Exercise instructions
Please tally the lines of the records that contain "trace" and send back only the total.

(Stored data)
++++++

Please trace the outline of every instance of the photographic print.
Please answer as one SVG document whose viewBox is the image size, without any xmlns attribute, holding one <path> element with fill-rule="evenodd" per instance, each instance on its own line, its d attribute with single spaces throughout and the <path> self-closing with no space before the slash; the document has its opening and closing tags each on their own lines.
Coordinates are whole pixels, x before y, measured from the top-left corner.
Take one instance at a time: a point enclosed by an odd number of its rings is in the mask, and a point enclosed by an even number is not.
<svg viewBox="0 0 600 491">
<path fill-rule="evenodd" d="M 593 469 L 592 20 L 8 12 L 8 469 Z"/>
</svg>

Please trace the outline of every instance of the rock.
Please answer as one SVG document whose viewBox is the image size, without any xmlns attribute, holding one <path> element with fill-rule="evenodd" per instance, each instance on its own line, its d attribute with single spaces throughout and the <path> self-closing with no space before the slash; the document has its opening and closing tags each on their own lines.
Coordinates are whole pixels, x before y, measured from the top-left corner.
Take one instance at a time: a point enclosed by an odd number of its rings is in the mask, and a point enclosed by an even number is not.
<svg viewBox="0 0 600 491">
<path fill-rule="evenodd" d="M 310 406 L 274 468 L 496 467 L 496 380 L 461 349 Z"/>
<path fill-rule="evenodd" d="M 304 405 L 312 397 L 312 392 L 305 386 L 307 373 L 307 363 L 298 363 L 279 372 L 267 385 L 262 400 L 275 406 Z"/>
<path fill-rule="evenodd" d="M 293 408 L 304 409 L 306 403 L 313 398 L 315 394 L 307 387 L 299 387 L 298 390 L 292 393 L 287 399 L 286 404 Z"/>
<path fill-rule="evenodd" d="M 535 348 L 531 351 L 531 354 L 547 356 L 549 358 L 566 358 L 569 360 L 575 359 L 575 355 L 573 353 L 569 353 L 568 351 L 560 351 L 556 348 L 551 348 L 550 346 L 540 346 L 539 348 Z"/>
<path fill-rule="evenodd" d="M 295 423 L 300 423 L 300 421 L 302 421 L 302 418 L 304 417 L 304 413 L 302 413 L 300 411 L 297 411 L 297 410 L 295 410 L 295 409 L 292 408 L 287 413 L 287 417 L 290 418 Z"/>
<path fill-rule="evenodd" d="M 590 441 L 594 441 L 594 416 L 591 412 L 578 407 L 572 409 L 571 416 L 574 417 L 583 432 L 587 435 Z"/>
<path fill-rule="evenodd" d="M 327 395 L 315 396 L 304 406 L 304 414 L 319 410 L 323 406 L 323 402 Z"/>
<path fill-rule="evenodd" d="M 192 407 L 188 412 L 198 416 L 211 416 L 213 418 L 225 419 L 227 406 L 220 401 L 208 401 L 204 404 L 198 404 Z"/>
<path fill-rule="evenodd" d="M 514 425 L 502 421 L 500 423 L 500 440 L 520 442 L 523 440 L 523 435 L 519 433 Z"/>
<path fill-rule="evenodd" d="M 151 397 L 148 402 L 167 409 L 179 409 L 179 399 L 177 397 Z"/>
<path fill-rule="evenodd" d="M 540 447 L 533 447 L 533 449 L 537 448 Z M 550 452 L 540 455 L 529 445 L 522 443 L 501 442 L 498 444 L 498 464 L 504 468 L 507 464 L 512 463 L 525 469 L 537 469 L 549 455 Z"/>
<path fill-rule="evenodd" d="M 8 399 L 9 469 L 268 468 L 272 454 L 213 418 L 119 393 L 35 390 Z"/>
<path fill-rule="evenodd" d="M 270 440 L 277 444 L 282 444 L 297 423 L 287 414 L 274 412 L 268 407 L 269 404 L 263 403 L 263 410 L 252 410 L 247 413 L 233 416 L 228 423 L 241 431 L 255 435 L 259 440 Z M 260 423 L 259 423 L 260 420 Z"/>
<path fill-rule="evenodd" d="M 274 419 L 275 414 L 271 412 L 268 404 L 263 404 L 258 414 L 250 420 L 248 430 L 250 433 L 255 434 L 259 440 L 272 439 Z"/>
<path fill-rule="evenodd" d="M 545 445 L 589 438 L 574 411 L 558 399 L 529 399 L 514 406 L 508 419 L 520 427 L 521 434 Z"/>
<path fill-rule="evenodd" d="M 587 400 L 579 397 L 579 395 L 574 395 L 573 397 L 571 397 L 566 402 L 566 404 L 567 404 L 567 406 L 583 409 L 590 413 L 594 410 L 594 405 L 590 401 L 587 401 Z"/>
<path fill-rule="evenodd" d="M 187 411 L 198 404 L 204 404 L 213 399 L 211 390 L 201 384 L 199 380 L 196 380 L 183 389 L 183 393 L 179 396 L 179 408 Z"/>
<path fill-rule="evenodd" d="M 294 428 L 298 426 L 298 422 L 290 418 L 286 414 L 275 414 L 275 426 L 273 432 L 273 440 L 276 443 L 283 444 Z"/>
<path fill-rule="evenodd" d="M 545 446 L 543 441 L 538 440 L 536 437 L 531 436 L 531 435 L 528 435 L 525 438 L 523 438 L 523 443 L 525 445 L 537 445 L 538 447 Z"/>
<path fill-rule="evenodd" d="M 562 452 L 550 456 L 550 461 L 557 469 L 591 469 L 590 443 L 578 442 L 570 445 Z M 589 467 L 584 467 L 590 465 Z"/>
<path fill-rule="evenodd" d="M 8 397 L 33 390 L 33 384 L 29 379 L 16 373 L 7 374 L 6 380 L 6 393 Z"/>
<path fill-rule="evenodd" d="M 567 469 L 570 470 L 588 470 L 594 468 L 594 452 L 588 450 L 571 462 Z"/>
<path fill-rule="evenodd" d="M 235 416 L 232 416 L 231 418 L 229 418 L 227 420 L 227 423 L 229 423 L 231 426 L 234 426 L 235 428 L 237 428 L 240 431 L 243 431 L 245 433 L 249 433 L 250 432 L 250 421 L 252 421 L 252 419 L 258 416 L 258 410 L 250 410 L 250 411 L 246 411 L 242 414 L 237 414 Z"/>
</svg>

++++++

Answer below
2